Data records:

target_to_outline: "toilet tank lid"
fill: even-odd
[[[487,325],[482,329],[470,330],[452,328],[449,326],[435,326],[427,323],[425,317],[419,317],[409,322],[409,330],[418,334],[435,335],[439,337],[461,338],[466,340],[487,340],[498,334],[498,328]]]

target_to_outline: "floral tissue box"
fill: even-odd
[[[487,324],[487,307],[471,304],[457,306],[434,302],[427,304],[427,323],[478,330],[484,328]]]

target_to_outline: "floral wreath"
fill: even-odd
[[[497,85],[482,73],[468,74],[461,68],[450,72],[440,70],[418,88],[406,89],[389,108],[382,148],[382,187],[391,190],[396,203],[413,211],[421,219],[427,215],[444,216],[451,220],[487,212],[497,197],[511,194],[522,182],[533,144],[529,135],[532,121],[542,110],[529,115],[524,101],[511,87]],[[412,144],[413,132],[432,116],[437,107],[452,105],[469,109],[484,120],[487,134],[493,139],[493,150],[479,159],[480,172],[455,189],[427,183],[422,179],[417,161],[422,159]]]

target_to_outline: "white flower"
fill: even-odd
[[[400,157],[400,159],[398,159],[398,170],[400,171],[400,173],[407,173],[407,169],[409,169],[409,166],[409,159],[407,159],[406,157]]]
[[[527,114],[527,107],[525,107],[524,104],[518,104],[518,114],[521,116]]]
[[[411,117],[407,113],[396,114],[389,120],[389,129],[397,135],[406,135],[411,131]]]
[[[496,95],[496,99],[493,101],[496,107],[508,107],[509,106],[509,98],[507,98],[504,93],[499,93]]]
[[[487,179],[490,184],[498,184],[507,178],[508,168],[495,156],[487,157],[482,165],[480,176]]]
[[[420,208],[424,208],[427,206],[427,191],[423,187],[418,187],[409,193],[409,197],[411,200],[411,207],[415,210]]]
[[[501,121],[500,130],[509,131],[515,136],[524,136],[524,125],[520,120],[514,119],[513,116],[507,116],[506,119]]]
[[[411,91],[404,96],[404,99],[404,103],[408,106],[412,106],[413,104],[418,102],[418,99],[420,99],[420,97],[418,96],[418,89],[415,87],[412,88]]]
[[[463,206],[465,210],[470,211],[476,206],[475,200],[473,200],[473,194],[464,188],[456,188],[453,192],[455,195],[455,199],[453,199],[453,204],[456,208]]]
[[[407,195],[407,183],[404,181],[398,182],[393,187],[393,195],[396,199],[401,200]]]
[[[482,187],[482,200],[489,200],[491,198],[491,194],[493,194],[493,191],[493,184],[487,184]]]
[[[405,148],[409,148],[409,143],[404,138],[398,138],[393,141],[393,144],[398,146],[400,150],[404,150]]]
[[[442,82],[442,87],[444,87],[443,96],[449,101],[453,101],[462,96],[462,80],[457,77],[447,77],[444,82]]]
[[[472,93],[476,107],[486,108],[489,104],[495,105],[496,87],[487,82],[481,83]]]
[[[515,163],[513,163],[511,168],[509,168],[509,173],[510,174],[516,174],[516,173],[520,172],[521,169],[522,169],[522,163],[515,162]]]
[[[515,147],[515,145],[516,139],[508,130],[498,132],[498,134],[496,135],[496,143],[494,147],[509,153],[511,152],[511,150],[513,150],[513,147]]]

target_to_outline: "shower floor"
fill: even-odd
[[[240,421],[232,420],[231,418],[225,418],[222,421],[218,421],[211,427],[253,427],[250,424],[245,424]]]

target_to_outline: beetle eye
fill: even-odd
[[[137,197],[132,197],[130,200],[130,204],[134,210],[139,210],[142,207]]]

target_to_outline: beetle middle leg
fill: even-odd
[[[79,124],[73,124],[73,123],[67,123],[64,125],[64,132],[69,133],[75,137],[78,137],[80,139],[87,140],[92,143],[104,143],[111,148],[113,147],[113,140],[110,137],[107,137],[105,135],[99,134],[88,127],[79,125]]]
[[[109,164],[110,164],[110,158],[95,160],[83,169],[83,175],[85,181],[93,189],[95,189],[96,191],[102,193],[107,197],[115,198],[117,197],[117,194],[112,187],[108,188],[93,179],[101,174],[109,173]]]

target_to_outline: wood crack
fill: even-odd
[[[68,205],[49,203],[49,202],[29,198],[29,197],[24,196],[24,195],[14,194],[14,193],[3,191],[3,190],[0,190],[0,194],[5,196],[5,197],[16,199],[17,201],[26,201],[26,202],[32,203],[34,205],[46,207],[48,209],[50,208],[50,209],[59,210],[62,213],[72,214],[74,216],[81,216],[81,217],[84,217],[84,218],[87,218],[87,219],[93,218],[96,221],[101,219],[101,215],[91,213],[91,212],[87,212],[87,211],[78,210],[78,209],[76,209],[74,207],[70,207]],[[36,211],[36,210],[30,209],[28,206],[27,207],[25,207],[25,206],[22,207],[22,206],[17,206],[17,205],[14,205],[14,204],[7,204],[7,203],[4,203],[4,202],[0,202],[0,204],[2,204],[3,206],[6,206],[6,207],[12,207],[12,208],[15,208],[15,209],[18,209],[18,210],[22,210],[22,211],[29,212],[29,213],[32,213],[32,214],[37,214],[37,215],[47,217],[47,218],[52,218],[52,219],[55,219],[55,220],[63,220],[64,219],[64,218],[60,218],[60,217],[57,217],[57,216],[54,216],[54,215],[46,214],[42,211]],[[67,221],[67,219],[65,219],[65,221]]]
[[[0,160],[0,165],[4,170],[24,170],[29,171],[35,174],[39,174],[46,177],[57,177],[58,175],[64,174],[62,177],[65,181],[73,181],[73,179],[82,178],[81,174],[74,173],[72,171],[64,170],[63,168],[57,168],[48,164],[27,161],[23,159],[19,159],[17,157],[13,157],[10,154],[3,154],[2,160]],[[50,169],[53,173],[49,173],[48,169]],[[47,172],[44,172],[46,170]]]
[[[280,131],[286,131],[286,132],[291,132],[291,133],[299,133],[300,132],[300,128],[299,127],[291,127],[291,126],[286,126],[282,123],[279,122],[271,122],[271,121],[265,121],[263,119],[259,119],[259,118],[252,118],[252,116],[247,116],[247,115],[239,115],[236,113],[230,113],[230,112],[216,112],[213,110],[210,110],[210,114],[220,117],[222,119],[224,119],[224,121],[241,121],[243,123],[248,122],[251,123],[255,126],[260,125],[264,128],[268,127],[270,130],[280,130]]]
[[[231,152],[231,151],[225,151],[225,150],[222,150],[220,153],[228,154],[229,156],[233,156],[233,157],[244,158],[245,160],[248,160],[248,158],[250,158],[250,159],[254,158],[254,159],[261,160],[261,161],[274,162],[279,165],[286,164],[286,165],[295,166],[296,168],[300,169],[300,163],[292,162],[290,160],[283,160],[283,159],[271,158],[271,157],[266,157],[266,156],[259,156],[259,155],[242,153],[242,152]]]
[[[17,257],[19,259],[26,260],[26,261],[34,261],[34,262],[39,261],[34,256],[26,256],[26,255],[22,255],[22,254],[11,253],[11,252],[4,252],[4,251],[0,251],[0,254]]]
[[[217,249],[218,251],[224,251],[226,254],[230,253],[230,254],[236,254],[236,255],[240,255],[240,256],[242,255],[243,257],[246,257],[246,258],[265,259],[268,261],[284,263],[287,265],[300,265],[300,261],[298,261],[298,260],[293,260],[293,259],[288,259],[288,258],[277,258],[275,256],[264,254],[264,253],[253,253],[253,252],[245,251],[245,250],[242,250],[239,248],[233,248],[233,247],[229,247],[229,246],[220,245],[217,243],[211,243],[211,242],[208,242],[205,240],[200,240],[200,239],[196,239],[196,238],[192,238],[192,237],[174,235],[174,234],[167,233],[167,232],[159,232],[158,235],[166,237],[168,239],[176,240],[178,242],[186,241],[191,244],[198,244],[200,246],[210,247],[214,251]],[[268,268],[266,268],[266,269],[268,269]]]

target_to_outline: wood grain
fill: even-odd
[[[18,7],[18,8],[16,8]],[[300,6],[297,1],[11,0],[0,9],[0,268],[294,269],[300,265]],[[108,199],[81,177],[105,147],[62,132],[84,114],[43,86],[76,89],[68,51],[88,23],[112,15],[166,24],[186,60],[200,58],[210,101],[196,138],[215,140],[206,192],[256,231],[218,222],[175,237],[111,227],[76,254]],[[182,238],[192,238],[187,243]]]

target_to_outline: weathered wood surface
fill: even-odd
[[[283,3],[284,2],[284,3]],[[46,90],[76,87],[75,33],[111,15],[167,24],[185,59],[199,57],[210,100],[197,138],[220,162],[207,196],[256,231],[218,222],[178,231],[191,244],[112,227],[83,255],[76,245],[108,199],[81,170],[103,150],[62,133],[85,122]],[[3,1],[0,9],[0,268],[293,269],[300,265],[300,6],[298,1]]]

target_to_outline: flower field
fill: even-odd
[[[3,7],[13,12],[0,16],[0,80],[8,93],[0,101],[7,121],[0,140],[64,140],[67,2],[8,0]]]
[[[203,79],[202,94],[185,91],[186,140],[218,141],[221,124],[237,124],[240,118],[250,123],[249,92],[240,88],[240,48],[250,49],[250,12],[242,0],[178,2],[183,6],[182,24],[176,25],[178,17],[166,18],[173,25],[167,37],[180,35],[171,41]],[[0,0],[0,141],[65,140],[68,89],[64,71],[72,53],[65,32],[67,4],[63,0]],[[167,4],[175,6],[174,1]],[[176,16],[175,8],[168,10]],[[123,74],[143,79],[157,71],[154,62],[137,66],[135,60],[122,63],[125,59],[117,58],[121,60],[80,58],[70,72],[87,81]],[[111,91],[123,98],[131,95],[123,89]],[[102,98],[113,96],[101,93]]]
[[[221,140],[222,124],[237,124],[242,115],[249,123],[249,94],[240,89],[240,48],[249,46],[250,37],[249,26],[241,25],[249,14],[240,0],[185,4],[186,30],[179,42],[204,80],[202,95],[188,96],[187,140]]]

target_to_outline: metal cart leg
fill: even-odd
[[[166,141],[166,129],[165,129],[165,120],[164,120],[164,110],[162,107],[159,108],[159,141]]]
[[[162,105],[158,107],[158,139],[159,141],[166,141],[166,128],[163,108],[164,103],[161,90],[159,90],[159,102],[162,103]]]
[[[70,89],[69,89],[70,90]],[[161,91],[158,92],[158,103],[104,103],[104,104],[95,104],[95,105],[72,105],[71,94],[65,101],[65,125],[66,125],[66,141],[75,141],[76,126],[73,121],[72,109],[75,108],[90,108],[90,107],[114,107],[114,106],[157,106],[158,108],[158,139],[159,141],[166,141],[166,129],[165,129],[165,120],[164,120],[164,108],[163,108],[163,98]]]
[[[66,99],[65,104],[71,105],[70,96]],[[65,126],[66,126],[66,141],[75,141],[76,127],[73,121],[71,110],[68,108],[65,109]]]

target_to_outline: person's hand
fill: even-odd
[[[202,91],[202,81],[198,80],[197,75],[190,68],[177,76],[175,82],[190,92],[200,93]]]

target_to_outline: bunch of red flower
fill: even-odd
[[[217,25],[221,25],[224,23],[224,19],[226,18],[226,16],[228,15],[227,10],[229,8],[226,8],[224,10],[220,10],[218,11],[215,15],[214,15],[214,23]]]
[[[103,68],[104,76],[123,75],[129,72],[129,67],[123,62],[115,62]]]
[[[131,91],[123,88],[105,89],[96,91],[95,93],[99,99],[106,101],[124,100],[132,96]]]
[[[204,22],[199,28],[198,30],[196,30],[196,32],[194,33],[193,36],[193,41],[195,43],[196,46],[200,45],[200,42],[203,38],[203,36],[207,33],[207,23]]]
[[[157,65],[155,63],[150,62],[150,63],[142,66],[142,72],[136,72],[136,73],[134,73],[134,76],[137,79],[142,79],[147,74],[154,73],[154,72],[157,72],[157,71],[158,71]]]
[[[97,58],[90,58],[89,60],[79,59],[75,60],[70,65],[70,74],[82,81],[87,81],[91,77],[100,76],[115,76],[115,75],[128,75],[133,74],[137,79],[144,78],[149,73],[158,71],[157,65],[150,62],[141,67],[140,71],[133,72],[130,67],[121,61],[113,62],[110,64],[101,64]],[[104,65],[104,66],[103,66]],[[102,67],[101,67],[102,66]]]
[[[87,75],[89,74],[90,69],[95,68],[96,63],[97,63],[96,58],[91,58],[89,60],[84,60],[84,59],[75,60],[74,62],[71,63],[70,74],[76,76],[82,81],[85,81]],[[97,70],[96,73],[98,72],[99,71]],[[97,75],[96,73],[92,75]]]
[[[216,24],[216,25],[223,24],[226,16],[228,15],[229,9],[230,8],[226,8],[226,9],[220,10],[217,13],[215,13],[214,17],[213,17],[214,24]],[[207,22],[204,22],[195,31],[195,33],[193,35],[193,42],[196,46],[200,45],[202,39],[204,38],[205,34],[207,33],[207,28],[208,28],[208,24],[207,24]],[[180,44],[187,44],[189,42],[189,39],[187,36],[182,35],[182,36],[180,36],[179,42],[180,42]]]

Exercise instructions:
Please count the lines in the material above where the word "floral" occurs, and give only the number.

Answer space:
2